## Description of the task
All of the data that follows should be retyped exactly as it appears.

***

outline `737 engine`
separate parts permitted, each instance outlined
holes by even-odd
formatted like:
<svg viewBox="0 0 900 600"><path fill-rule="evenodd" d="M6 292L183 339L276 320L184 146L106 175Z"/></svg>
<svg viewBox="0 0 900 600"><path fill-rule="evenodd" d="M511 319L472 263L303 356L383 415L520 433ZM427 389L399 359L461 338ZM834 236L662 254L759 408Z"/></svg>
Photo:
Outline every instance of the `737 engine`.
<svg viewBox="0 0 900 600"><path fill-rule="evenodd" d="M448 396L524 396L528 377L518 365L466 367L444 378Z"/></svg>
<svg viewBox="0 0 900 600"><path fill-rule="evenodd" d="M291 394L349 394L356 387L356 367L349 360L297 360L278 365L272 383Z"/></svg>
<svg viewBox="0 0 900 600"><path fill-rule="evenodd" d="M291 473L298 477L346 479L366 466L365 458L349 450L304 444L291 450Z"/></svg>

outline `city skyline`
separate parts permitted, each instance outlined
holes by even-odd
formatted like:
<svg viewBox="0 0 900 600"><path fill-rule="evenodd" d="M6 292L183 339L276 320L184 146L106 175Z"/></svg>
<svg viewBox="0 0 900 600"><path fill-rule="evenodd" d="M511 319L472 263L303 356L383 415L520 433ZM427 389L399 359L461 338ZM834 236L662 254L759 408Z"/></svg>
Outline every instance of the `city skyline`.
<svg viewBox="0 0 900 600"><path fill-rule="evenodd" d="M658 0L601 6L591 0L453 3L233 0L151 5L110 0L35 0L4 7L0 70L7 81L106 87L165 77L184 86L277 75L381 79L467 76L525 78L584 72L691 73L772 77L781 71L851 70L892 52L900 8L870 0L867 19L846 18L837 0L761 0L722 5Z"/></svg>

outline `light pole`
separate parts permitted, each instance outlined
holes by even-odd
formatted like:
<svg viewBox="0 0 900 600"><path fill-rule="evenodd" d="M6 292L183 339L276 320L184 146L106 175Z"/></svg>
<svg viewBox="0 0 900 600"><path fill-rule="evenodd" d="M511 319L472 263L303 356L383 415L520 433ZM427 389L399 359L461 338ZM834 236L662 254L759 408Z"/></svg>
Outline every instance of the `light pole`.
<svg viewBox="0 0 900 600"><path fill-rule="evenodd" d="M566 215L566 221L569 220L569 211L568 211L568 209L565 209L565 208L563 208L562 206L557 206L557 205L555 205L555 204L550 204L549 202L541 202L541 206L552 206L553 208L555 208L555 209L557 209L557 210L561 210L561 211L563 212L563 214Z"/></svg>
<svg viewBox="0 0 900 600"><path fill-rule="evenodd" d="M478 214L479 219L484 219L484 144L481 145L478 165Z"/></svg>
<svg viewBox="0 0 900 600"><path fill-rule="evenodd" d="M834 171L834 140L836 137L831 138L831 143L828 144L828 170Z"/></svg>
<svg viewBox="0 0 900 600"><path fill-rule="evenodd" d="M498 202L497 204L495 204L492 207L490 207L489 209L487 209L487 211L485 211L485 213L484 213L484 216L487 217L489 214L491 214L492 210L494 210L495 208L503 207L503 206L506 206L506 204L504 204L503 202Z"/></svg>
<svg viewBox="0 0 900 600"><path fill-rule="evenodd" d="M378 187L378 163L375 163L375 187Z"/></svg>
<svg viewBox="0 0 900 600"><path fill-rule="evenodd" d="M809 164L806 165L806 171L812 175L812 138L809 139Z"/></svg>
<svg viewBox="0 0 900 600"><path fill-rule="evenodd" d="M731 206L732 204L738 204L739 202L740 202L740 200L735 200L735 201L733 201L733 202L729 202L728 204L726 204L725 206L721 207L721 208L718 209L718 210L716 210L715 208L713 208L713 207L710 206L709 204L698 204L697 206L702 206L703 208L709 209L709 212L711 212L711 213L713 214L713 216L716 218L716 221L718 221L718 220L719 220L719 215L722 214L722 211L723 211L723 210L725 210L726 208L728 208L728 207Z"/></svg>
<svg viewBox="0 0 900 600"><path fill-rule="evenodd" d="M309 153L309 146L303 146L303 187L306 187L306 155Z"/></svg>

***

## Reply to the exercise
outline `737 engine`
separate parts permitted, each instance outlined
holes by even-odd
formatted like:
<svg viewBox="0 0 900 600"><path fill-rule="evenodd" d="M6 292L183 339L276 320L184 146L106 175Z"/></svg>
<svg viewBox="0 0 900 600"><path fill-rule="evenodd" d="M511 319L472 263L303 356L383 415L520 433ZM427 389L399 359L461 338ZM834 236L662 254L759 408Z"/></svg>
Photo:
Outline every instance of the `737 engine`.
<svg viewBox="0 0 900 600"><path fill-rule="evenodd" d="M448 396L524 396L528 377L518 365L466 367L444 378Z"/></svg>
<svg viewBox="0 0 900 600"><path fill-rule="evenodd" d="M291 394L349 394L356 387L356 367L349 360L297 360L278 365L272 383Z"/></svg>
<svg viewBox="0 0 900 600"><path fill-rule="evenodd" d="M291 473L298 477L346 479L366 466L365 458L349 450L304 444L291 450Z"/></svg>

outline `city skyline`
separate parts permitted, each instance outlined
holes by even-odd
formatted like:
<svg viewBox="0 0 900 600"><path fill-rule="evenodd" d="M6 292L183 339L276 320L184 146L106 175Z"/></svg>
<svg viewBox="0 0 900 600"><path fill-rule="evenodd" d="M511 319L472 263L303 356L383 415L520 433ZM427 389L399 359L461 338ZM834 236L662 254L759 408Z"/></svg>
Outline every instance of the `city skyline`.
<svg viewBox="0 0 900 600"><path fill-rule="evenodd" d="M658 0L601 6L591 0L453 3L233 0L151 5L110 0L35 0L4 7L0 70L7 81L106 87L165 77L184 86L277 75L381 79L467 76L525 78L584 72L691 73L772 77L781 71L851 70L892 52L900 8L870 0L867 19L846 18L837 0L761 0L722 5Z"/></svg>

outline `light pole`
separate parts permitted, each instance outlined
holes by even-odd
formatted like:
<svg viewBox="0 0 900 600"><path fill-rule="evenodd" d="M6 292L183 339L276 320L184 146L106 175Z"/></svg>
<svg viewBox="0 0 900 600"><path fill-rule="evenodd" d="M511 319L472 263L303 356L383 415L520 433ZM427 389L399 359L461 338ZM834 236L662 254L759 408Z"/></svg>
Outline every instance of the `light pole`.
<svg viewBox="0 0 900 600"><path fill-rule="evenodd" d="M566 215L566 221L569 220L569 211L568 211L568 209L565 209L565 208L563 208L562 206L557 206L557 205L555 205L555 204L550 204L549 202L541 202L541 206L552 206L553 208L555 208L555 209L557 209L557 210L561 210L561 211L563 212L563 214Z"/></svg>
<svg viewBox="0 0 900 600"><path fill-rule="evenodd" d="M478 214L479 219L484 219L484 144L481 145L478 165Z"/></svg>
<svg viewBox="0 0 900 600"><path fill-rule="evenodd" d="M834 171L834 140L836 137L831 138L831 143L828 144L828 170Z"/></svg>
<svg viewBox="0 0 900 600"><path fill-rule="evenodd" d="M498 202L497 204L495 204L492 207L490 207L489 209L487 209L487 211L485 211L485 213L484 213L484 216L487 217L489 214L491 214L492 210L494 210L495 208L503 207L503 206L506 206L506 204L504 204L503 202Z"/></svg>
<svg viewBox="0 0 900 600"><path fill-rule="evenodd" d="M378 187L378 163L375 163L375 187Z"/></svg>
<svg viewBox="0 0 900 600"><path fill-rule="evenodd" d="M809 164L806 165L806 171L812 175L812 138L809 139Z"/></svg>
<svg viewBox="0 0 900 600"><path fill-rule="evenodd" d="M731 206L732 204L738 204L739 202L740 202L740 200L735 200L735 201L733 201L733 202L729 202L728 204L726 204L725 206L721 207L721 208L718 209L718 210L716 210L715 208L713 208L713 207L710 206L709 204L698 204L697 206L702 206L703 208L709 209L709 212L711 212L711 213L713 214L713 216L716 218L716 221L718 221L718 220L719 220L719 215L722 214L722 211L723 211L723 210L725 210L726 208L728 208L728 207Z"/></svg>
<svg viewBox="0 0 900 600"><path fill-rule="evenodd" d="M309 153L309 146L303 146L303 187L306 187L306 155Z"/></svg>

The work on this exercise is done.